(Short problem) Copy the records starting at the line containing "Guideline: one keypoint for each instance of the yellow" and ending at the line containing "Query: yellow surfboard's fin", swapping every "yellow" for "orange" and leaving all else as it stands.

(Material)
════════════════

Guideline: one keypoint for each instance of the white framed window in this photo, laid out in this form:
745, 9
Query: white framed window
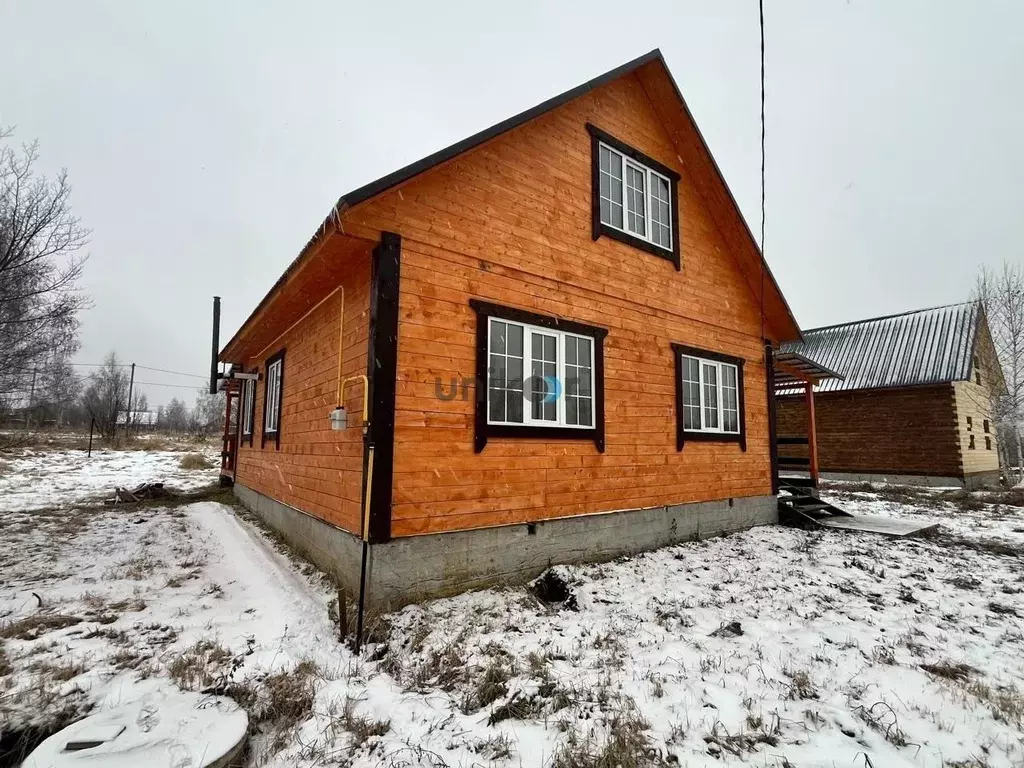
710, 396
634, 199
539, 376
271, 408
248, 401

════════════════

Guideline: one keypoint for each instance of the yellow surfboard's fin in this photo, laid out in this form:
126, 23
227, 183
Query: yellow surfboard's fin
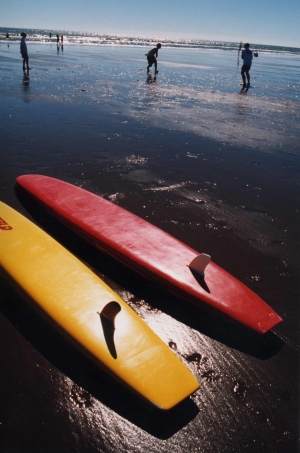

════════════════

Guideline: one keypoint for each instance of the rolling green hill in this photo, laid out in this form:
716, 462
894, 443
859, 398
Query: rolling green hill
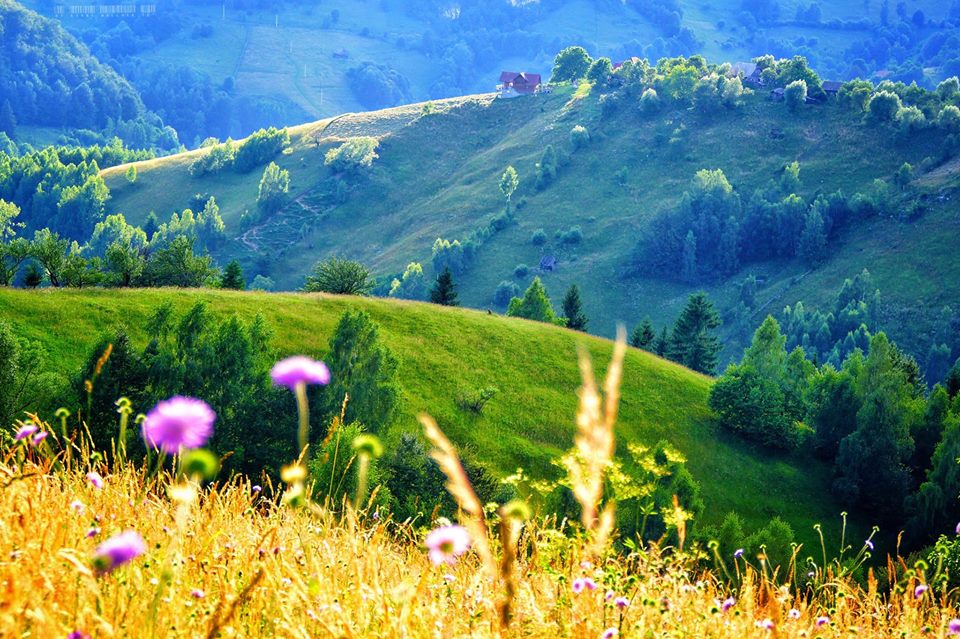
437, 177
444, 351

════════════════

(Result)
Guideline: one keypoint for each instance of the orange surfboard's fin in this photo, laid out in this form:
126, 23
227, 183
Query: orange surfboard's fin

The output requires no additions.